## BEGIN

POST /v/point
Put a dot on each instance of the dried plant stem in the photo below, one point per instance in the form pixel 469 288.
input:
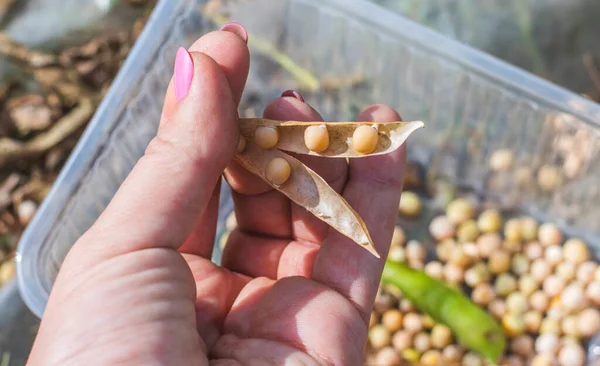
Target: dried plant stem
pixel 524 22
pixel 304 77
pixel 11 150
pixel 35 59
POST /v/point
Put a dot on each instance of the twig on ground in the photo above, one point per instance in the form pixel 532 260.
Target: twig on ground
pixel 11 150
pixel 33 58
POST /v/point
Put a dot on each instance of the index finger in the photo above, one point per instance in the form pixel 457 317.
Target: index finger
pixel 373 190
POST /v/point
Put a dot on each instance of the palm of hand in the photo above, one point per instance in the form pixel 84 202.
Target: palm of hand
pixel 139 288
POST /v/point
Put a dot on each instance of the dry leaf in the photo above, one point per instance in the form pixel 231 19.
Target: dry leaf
pixel 309 190
pixel 291 135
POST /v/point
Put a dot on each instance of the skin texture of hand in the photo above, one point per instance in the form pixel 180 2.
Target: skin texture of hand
pixel 139 288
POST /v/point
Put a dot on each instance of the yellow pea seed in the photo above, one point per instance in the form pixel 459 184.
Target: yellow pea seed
pixel 489 221
pixel 512 230
pixel 529 228
pixel 467 231
pixel 576 251
pixel 365 139
pixel 392 320
pixel 501 160
pixel 513 324
pixel 431 358
pixel 459 211
pixel 441 336
pixel 241 144
pixel 499 262
pixel 379 336
pixel 316 138
pixel 410 204
pixel 549 234
pixel 411 355
pixel 278 171
pixel 549 178
pixel 399 237
pixel 266 137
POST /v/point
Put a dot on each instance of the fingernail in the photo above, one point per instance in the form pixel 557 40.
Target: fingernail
pixel 184 73
pixel 237 29
pixel 293 94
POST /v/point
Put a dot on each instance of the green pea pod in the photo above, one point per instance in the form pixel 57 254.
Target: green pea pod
pixel 473 327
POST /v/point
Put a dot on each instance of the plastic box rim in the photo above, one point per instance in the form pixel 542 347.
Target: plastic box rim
pixel 490 67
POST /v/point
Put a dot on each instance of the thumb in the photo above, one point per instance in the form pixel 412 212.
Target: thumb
pixel 169 188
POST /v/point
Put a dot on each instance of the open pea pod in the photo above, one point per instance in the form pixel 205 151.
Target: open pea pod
pixel 306 188
pixel 391 135
pixel 264 141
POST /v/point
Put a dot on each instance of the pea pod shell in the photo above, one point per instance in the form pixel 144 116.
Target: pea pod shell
pixel 306 188
pixel 291 135
pixel 473 327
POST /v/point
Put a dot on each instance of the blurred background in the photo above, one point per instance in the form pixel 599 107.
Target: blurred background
pixel 59 57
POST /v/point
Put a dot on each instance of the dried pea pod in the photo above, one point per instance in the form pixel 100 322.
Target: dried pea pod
pixel 473 327
pixel 292 133
pixel 309 190
pixel 264 143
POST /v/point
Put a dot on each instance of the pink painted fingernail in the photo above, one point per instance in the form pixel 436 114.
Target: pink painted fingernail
pixel 237 29
pixel 184 73
pixel 293 94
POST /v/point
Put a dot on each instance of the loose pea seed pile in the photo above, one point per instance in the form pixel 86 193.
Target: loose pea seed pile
pixel 543 290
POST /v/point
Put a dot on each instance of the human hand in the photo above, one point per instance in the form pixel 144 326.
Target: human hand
pixel 139 287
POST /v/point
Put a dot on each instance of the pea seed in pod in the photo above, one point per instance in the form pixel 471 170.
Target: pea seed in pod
pixel 278 171
pixel 365 139
pixel 266 137
pixel 316 138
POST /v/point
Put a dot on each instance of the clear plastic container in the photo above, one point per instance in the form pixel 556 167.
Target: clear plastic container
pixel 472 104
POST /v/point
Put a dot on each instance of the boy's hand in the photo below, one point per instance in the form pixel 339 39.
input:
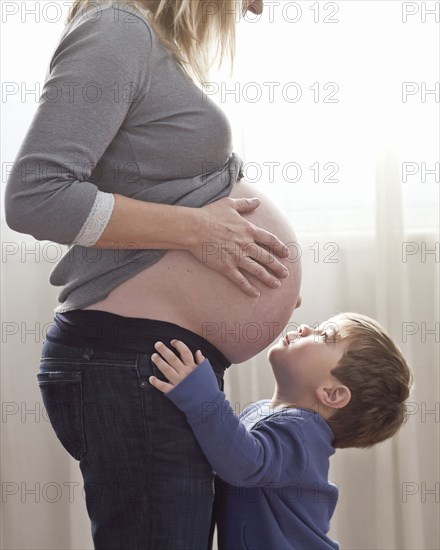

## END

### Objective:
Find every line of the material that contains the word "texture", matching case exactly, and copy each of those lines in full.

### Written solution:
Put a dot on each instance of the skin texture of hand in the photo above, one point per instance in the form pixel 180 2.
Target: skin texture of hand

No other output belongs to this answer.